— Extract provided —
= = = =
Integer sum as binomial coefficient

Question

What's the rule for expressing integer sums as binomial coefficients? That is, for $p=1$ it is $$\sum_{n=1}^N n^p = {{N+1}\choose 2} $$ What is it for higher powers?

Answer 1

There are multiple ways to express the power sum in terms of binomial coefficients. Besides the Bernoulli numbers, as some have mentioned in the comments, here's a way that uses the Stirling numbers of the second kind $\left \{n \atop k \right\}$. These count the number of ways to distribute $n$ objects into $k$ nonempty subsets.

$$ \sum_{n=1}^N n^p = \sum_{k=1}^p \binom{N+1}{k+1} \left\{ p \atop k \right\} k! .$$

Proof. How many functions $f$ are there from the set $\{1, 2, \ldots, p+1 \}$ to the set $\{1, 2, \ldots, N+1\}$ such that $f(1) > f(j)$ for any $j \in \{2, \ldots, p+1\}$?
= = = =
— Written instruction 1 —
In the thread on power sums, what do the Stirling numbers of the second kind count?
— Written instruction 2 —
Pick up the thread on power sums right after its final sentence and carry the proof onward.
The data that comes next is separate material with no connection to the thread on power sums.

— Provided data —
= = = =
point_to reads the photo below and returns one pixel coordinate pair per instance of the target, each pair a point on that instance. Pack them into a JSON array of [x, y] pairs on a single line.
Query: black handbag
= = = =
— Exercise output 1 —
They count the number of ways to distribute $n$ objects into $k$ nonempty subsets.

— Exercise output 2 —
Answer 1: Condition on the value of $f(1)$. If $f(1) = n+1$, then there are $n$ choices for $f(2)$, $n$ choices for $f(3)$, etc., for a total of $n^p$ functions. Summing over all possible values of $n$ gives the left side.

Answer 2: Condition on the number of elements in the range of $f$. If the range of $f$ has $k+1$ elements, there are $\binom{N+1}{k+1}$ ways to choose exactly which elements will comprise the range. The largest of these must be $f(1)$, and the remaining $p$ elements in the domain must be mapped to the other $k$ elements in the range. There are $\left \{ p \atop k \right\}$ ways to assign the remaining $p$ elements to $k$ nonempty groups, and then $k!$ ways to assign these groups to the actual $k$ remaining elements in the range. (More generally, the number of onto functions from a $p$-set to a $k$-set is $\left \{ p \atop k \right\} k!$.) Summing over all possible values of $k$ gives the right side.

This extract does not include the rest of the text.